In the above example, we created a financial domain GuideRailAgent whose task is to ensure that the agent does not provide cryptocurrency price predictions. The instructions contain two placeholders:

  • {{input}}: Will be replaced with the user's input
  • {{output}}: Will be replaced with the agent's output

The GuideRailAgent will evaluate whether the agent's output complies with the rules based on these instructions and decide whether to allow that output to pass to the user.

Applying GuideRailAgent to an Agent#

After creating a GuideRailAgent, we need to apply it to the agent that needs protection:

import { AIAgent } from "@aigne/core";

const agent = AIAgent.from({
guideRails: [financial],
inputKey: "message",
});

In this example, we created a new AIAgent and applied the previously created financial GuideRailAgent to this agent through the guideRails parameter. An agent can apply multiple GuideRailAgents, which will be executed sequentially in the order they were added.

GIVEN ENTRIES

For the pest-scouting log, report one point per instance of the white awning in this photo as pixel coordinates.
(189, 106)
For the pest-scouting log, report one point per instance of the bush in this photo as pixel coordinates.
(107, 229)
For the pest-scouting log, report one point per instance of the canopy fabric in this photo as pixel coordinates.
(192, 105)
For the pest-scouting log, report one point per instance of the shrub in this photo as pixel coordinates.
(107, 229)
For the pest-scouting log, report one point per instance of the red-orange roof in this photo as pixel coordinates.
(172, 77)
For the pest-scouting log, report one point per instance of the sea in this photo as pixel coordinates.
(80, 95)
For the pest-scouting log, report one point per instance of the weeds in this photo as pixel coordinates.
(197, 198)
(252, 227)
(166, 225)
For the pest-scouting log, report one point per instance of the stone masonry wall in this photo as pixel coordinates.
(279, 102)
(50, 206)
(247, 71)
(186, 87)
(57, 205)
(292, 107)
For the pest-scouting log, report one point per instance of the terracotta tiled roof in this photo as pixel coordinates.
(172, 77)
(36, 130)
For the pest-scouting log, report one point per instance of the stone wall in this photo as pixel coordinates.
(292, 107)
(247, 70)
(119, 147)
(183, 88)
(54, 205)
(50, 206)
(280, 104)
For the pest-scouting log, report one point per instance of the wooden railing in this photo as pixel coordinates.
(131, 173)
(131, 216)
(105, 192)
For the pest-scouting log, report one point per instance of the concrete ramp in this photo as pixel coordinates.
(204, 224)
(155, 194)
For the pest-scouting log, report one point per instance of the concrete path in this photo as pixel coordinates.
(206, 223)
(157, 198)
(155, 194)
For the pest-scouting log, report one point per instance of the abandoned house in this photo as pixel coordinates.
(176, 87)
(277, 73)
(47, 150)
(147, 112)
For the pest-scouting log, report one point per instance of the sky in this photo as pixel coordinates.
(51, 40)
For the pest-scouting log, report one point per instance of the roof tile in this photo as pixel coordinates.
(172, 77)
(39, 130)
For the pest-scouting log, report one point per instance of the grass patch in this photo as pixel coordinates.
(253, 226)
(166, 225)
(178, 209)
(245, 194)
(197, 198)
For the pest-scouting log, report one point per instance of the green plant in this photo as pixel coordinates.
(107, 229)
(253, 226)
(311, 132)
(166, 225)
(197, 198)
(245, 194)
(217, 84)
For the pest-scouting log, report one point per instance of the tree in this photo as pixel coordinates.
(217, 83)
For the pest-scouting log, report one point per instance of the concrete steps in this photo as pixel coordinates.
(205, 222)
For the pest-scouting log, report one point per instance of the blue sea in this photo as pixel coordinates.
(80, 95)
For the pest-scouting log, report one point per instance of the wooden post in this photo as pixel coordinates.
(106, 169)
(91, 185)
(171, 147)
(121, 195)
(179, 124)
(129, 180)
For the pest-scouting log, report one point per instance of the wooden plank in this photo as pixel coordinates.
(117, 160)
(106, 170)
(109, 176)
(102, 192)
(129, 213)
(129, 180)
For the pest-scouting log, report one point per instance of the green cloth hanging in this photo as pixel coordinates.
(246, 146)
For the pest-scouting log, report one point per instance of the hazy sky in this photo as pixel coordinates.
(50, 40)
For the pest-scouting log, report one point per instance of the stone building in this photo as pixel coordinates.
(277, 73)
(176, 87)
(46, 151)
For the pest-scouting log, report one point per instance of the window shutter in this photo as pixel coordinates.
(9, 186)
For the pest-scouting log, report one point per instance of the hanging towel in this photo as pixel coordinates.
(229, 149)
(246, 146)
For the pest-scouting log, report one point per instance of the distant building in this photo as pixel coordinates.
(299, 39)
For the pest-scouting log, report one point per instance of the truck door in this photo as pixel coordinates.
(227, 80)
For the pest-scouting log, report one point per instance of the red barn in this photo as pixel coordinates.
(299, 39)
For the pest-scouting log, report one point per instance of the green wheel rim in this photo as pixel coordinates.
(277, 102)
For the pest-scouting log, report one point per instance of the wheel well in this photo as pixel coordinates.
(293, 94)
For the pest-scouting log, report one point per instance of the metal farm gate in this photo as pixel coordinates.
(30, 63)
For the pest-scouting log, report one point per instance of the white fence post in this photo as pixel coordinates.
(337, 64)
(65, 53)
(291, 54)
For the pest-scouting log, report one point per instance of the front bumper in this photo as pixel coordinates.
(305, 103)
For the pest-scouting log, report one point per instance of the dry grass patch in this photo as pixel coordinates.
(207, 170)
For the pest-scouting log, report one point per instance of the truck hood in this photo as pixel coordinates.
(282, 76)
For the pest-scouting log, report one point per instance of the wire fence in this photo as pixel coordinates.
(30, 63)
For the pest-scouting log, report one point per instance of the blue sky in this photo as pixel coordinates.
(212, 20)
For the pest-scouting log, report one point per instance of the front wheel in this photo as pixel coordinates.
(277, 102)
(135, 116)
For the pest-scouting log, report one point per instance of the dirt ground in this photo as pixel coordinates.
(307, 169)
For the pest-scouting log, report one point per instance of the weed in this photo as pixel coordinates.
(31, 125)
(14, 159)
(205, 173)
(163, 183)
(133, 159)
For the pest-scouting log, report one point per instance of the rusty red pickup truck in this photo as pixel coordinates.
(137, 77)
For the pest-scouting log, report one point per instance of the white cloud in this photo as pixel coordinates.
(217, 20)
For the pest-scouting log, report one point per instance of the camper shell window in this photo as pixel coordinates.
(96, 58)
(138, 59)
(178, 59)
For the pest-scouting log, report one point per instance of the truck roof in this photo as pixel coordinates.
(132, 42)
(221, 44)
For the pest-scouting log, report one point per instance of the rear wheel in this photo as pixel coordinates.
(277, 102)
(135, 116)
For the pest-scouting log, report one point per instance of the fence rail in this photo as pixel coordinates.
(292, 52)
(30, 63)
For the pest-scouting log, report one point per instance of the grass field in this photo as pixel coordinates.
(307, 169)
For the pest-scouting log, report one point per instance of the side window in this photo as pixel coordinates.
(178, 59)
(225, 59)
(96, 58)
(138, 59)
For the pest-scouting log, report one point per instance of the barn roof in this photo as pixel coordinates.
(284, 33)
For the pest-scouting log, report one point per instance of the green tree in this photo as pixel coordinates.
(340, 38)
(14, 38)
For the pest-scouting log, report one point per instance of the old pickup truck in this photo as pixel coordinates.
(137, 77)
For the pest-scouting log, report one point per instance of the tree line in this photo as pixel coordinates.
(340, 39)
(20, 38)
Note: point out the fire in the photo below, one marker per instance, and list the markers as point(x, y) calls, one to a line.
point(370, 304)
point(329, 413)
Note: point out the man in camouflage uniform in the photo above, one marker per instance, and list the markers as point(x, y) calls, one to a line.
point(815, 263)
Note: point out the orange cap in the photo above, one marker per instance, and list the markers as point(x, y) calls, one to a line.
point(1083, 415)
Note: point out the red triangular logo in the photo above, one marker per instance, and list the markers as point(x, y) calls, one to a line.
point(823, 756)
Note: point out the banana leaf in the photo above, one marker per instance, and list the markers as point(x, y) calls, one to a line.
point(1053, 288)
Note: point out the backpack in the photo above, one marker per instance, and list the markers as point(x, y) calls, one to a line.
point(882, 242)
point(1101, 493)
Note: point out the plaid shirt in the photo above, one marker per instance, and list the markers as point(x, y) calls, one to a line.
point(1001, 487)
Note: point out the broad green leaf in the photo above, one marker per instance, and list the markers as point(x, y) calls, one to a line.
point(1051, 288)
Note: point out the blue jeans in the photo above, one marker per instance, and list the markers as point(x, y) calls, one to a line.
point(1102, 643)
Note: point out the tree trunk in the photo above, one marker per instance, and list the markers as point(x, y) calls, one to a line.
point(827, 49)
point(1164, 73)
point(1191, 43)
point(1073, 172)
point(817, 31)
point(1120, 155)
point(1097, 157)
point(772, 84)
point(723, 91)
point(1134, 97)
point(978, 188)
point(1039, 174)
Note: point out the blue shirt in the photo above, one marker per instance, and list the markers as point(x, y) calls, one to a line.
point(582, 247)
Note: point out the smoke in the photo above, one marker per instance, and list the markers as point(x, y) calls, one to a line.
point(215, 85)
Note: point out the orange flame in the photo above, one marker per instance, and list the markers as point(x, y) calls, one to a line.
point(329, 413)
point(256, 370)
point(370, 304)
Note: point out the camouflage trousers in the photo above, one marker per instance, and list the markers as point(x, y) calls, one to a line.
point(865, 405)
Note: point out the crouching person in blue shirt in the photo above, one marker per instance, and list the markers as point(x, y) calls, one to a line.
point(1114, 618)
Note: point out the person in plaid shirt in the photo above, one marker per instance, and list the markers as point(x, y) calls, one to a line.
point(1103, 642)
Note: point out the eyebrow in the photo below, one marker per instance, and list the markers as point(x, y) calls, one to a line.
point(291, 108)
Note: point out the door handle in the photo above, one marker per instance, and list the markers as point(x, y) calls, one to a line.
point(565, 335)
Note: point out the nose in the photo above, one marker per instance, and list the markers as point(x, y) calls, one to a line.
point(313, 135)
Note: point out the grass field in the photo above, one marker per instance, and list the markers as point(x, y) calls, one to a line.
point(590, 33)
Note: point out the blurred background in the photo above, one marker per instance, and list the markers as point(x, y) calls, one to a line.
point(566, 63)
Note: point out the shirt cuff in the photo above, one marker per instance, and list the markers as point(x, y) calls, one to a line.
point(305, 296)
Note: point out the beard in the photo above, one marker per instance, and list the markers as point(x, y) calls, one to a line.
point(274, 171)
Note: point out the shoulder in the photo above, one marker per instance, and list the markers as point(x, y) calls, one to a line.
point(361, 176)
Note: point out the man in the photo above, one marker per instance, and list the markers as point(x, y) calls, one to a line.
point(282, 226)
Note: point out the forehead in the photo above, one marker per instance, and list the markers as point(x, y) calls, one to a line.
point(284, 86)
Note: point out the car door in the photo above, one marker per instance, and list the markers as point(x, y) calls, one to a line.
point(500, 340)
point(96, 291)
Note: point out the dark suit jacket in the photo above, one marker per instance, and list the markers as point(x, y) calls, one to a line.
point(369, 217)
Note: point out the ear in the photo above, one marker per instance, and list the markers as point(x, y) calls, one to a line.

WHAT YOU NEED TO DO
(1) According to the GuideRailAgent text, how are multiple GuideRailAgents run when one agent applies them?
(2) Reproduce the GuideRailAgent text word for word, starting at "In this example, we" and ending at "they were added.".
(3) List each non-blank line of the code sample in the GuideRailAgent text.

EXPECTED RESULTS
(1) They are executed sequentially in the order they were added.

(2)
In this example, we created a new AIAgent and applied the previously created financial GuideRailAgent to this agent through the guideRails parameter. An agent can apply multiple GuideRailAgents, which will be executed sequentially in the order they were added.

(3)
import { AIAgent } from "@aigne/core";
const agent = AIAgent.from({
guideRails: [financial],
inputKey: "message",
});